DÉFIS:
(1) Relevez tous les noms de lieux cités dans l'extrait sur le sergent Wolff, y compris celui qui figure dans le nom du régiment.
(2) D'après l'extrait sur le sergent Wolff, que lui a remis l'empereur avant de le laisser repartir ?

L'empereur retrouva encore dans cette même nuit un de ses anciens compagnons d'armes au régiment de La Fère: c'était un Alsacien nommé Wolff, qui avait été sergent d'artillerie dans ce régiment, où il avait eu l'empereur et M. de Bussy pour supérieurs. Il arrivait de Strasbourg, et rendait témoignage de la bonne disposition des habitans dans toute l'étendue des départemens qu'il avait traversés. L'ébranlement causé dans les armées alliées par les premières attaques de l'empereur s'était fait ressentir jusqu'aux frontières, et sur toutes les routes les paysans, soulevés et armés, avaient coupé la retraite et tué beaucoup de monde à l'ennemi. Des corps de partisans s'étaient formés dans les Vosges, et avaient à leur tête des officiers d'un courage éprouvé et habitués à ce genre de guerre. Les garnisons des villes et places fortes de l'est étaient pleines de courage et de résolution; et il n'aurait pas tenu à la bonne volonté de la population de cette partie de l'empire que la France ne devînt, suivant le vœu exprimé par l'empereur, le tombeau des armées étrangères. Le brave Wolff, après avoir donné ces renseignemens à Sa Majesté, les répéta devant beaucoup d'autres personnes, au nombre desquelles je me trouvais. Il ne resta que quelques heures à se reposer, et repartit sur-le-champ; mais l'empereur ne le renvoya pas sans l'avoir décoré de la croix d'honneur, en récompense de son dévouement.

ENREGISTREMENTS:
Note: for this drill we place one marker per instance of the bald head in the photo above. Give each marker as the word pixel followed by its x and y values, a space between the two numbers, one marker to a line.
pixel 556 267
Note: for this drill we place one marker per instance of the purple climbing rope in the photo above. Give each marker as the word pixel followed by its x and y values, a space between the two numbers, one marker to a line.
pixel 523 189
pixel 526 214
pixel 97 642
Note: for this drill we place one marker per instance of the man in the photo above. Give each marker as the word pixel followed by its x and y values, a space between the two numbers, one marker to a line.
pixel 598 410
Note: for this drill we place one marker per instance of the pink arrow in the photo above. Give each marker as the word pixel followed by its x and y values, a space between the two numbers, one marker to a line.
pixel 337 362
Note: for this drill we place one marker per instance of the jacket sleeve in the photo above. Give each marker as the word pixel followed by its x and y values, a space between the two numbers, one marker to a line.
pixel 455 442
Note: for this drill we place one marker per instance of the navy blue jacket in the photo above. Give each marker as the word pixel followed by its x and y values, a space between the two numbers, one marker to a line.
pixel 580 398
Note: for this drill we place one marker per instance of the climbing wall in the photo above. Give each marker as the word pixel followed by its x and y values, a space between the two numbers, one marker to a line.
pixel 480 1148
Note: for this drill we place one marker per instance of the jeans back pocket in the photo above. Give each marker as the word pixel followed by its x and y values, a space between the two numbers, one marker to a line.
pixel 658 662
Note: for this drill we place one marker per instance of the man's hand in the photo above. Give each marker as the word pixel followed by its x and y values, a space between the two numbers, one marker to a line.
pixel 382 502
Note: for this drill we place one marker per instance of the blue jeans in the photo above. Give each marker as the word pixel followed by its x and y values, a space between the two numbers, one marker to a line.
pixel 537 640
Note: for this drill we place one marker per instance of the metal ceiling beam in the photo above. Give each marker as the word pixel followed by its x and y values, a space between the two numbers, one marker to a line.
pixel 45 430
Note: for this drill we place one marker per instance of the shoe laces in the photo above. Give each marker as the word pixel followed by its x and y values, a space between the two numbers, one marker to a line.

RÉPONSES DONNÉES:
(1) La Fère, Strasbourg, les Vosges, la France

(2) La croix d'honneur, pour récompenser son dévouement.